- [Exercise passage]:

-=-=-=-=-

Welcome!

Sustainable energy conversion systems are the crucial need of the hour due to increasing global energy demand and environmental impacts of conventional fossil-fuel-based technologies. Electrochemical energy conversion systems such as electrolyzers, fuel cells and batteries are promising technologies for future due to their high efficiency, easy scalability and no-noise operation. Although these are promising technologies, significant performance, durability, and cost optimizations are required before they can become mainstream technologies.

Functional porous media (e.g., electrodes) are at the core of these Electrochemical systems. In our lab we use a combination of fundamental and application based research in order to improve efficiency and cost of these systems.

• Fundamental understanding of transport (mass, momentum and energy) and reaction kinetics in porous media at small length scales.
• Develop state-of-the-art computational models for characterization and generation of porous media structures.
• Use simulations and experimental studies to characterize fundamental properties of electrode materials.
• Develop multi-scale and multi-physics computational models to perform system-level analysis and optimization.
• Develop lab-scale and pilot-level prototypes of electrolyzers and fuel cells for energy conversion applications.

We leverage domain expertise in electrochemical methods, transport phenomena, and in computational tools like finite element modeling and machine learning.

-=-=-=-=-

- [Assigned task]: Transcribe the part of the lab page on electrochemical energy research starting with "Sustainable energy conversion" and going on through "of these systems.".

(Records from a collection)
-=-=-=-=-

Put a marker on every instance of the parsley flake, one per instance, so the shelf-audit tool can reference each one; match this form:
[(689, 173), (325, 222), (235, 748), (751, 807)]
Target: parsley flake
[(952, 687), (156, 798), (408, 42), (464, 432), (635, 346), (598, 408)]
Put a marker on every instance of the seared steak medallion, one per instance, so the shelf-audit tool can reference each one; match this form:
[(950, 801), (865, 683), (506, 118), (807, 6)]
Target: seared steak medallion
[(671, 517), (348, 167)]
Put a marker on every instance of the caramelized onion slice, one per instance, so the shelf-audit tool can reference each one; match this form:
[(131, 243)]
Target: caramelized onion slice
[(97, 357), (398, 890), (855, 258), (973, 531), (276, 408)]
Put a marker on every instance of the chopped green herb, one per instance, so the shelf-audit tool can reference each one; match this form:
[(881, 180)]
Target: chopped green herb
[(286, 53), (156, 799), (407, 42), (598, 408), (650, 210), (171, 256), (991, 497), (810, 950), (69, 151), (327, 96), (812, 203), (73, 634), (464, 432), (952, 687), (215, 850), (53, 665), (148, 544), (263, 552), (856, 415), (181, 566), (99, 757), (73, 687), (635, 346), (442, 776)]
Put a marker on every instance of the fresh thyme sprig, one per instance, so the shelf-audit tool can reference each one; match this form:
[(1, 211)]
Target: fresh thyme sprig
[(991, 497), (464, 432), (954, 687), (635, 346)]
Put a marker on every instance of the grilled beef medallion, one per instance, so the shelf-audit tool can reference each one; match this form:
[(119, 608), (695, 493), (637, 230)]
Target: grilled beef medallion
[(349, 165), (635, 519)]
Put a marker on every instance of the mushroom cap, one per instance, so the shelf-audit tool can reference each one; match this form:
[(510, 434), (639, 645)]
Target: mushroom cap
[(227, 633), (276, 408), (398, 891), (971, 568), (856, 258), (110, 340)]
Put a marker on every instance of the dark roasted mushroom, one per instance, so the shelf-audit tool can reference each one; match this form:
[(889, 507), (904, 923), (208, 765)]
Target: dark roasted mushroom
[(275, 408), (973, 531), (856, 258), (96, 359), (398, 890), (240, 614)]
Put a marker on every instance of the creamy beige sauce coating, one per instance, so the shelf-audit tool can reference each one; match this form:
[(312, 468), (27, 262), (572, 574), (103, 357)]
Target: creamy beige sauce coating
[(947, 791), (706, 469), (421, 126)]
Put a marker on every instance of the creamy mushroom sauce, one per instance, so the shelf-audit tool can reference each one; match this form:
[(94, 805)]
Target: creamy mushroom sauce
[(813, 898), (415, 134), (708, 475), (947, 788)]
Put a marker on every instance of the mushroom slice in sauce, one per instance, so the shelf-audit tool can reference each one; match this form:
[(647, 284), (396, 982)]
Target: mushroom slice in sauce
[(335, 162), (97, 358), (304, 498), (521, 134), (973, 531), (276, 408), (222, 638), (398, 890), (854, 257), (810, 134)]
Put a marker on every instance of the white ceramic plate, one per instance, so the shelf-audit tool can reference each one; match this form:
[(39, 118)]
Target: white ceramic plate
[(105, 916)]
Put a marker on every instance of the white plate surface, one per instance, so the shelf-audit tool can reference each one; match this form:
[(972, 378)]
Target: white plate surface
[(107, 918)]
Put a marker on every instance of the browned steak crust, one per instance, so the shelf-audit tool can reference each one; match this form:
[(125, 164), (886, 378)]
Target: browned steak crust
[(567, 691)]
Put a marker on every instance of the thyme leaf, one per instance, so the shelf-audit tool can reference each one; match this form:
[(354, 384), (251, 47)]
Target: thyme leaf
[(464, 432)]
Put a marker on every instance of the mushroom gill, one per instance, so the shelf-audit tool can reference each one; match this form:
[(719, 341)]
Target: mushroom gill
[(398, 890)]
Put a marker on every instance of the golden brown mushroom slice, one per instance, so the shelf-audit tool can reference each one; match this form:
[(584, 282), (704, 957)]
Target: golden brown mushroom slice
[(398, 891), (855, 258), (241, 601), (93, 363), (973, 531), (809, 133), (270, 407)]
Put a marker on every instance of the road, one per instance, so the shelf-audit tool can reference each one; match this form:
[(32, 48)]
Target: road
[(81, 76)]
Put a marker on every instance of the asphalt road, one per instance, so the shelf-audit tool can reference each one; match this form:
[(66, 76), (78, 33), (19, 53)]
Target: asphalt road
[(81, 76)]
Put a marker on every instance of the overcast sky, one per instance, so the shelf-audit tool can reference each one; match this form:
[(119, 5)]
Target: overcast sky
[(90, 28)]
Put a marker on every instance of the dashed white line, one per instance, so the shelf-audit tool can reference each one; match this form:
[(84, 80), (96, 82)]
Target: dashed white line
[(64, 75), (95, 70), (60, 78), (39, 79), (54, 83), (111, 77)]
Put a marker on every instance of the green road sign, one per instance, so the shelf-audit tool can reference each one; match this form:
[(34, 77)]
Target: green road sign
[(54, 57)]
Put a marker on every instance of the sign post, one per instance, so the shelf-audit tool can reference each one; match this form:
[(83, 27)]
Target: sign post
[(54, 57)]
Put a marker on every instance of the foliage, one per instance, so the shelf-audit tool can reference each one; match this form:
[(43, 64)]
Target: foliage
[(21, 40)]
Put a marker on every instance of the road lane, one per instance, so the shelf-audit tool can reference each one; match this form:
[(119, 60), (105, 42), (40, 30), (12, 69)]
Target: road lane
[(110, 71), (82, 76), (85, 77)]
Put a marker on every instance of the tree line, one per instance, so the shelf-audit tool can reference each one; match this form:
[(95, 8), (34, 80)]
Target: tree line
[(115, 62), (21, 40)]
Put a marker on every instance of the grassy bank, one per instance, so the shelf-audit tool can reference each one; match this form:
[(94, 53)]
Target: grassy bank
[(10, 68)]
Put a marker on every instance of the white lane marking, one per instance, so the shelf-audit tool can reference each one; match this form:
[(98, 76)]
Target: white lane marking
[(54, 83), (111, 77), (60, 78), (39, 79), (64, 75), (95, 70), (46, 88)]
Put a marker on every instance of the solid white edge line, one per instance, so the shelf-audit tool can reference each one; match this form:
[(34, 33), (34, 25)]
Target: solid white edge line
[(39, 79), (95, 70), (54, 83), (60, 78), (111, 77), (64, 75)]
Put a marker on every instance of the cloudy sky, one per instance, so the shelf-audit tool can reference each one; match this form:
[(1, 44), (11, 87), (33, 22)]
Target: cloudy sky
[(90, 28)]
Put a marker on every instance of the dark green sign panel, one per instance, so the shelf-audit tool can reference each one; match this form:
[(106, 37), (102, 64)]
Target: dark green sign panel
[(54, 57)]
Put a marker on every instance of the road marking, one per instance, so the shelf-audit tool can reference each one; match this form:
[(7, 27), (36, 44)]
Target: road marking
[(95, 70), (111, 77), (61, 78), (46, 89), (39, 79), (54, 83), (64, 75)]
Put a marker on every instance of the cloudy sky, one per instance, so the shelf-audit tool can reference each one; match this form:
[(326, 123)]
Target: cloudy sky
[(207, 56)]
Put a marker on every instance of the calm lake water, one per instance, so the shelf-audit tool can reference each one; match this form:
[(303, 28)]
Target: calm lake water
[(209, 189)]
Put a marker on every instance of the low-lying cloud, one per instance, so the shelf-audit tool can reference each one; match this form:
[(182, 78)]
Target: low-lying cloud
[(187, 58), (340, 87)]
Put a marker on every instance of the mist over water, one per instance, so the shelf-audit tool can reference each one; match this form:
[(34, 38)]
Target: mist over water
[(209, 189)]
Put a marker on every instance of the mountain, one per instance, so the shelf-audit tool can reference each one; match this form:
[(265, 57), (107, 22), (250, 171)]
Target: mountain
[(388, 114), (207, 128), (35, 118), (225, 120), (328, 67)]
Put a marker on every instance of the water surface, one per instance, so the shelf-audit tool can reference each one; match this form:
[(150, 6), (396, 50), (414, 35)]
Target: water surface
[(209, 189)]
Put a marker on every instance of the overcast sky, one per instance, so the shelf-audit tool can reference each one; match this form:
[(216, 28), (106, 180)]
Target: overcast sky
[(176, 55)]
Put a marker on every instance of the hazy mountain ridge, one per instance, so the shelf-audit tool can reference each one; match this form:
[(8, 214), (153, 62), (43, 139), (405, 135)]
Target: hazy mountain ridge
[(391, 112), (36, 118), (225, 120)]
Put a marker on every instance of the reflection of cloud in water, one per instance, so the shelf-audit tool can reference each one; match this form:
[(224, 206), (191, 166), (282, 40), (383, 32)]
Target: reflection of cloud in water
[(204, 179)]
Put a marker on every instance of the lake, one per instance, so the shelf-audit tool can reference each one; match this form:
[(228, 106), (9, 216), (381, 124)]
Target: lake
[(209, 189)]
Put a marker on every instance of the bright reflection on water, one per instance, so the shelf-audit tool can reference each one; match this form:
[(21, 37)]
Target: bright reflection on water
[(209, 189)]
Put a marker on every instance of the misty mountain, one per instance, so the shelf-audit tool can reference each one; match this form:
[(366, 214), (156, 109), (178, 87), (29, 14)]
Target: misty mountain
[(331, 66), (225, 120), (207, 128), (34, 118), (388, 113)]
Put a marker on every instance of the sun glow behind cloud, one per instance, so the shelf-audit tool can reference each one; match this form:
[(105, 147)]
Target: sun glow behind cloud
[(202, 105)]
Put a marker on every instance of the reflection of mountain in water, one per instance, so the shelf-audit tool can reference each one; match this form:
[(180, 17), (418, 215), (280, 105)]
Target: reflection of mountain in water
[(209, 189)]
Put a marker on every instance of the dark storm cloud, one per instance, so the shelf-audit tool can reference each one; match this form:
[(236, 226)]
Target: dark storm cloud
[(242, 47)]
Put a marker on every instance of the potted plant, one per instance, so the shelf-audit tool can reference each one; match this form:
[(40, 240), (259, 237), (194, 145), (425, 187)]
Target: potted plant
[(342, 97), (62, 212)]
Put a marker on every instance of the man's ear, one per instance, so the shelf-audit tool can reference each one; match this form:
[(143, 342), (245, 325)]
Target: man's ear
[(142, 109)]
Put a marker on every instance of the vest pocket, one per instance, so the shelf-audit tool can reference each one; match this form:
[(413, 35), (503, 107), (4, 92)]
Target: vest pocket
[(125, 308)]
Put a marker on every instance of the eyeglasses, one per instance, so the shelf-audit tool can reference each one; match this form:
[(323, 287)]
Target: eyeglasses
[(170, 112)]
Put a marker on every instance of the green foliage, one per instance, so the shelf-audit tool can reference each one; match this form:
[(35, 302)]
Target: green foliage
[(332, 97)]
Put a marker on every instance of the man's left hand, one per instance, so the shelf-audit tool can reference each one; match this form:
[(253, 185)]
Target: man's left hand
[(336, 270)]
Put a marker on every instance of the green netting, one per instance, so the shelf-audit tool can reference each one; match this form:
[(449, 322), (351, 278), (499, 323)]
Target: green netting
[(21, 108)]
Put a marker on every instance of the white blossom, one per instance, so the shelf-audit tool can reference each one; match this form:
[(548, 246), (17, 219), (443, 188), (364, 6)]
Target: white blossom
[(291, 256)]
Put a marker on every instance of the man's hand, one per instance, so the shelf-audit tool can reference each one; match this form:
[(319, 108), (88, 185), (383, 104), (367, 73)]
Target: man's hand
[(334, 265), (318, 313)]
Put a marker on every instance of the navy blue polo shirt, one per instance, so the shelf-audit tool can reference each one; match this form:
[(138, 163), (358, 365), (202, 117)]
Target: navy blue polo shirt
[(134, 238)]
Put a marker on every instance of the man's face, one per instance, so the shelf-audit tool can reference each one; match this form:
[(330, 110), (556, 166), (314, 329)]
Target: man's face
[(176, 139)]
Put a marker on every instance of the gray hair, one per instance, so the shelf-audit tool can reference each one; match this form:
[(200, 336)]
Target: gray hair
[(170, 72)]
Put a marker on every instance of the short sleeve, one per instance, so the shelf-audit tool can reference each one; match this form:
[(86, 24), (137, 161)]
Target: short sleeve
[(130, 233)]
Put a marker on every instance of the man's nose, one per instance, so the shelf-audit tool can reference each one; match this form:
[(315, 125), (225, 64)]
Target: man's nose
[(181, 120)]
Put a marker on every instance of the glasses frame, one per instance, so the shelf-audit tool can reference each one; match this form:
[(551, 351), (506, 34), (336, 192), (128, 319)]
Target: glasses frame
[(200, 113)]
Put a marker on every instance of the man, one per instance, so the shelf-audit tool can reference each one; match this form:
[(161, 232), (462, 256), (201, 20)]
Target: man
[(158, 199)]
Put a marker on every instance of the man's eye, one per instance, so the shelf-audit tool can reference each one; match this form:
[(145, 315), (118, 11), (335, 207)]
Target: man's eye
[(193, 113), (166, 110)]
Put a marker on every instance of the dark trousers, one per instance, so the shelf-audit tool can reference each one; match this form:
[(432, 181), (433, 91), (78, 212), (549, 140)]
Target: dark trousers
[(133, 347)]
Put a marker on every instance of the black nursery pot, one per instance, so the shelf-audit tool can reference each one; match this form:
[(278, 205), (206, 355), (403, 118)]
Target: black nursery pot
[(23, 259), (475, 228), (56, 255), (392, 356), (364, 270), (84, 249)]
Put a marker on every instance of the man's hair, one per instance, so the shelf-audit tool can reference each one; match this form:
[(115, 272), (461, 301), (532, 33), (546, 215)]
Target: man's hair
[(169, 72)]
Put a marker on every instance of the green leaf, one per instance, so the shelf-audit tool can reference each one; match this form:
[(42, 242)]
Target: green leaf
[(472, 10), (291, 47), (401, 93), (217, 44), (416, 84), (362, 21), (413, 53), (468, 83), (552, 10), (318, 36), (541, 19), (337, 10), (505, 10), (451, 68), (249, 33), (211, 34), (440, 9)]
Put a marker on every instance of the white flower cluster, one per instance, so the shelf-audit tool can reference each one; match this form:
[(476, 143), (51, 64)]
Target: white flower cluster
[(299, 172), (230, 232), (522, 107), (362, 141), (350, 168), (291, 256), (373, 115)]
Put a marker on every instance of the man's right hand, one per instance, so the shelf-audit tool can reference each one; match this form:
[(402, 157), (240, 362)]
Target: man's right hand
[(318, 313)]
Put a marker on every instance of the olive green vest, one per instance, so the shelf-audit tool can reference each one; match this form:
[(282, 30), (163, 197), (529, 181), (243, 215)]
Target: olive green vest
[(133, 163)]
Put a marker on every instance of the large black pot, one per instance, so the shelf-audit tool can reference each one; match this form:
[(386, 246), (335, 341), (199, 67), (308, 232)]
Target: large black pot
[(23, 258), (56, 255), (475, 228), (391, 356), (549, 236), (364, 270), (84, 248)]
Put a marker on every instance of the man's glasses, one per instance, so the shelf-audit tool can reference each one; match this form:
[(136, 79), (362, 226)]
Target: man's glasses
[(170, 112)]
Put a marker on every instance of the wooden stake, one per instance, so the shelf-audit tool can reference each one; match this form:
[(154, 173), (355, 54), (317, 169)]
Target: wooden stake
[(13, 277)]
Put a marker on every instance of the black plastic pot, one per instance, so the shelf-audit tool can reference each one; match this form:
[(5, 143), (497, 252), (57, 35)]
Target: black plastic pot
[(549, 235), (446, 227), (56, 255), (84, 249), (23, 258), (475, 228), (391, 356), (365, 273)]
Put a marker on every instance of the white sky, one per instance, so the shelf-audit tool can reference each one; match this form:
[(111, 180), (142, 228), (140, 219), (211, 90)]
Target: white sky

-=-=-=-=-

- [Answer to the exercise]:
Sustainable energy conversion systems are the crucial need of the hour due to increasing global energy demand and environmental impacts of conventional fossil-fuel-based technologies. Electrochemical energy conversion systems such as electrolyzers, fuel cells and batteries are promising technologies for future due to their high efficiency, easy scalability and no-noise operation. Although these are promising technologies, significant performance, durability, and cost optimizations are required before they can become mainstream technologies.

Functional porous media (e.g., electrodes) are at the core of these Electrochemical systems. In our lab we use a combination of fundamental and application based research in order to improve efficiency and cost of these systems.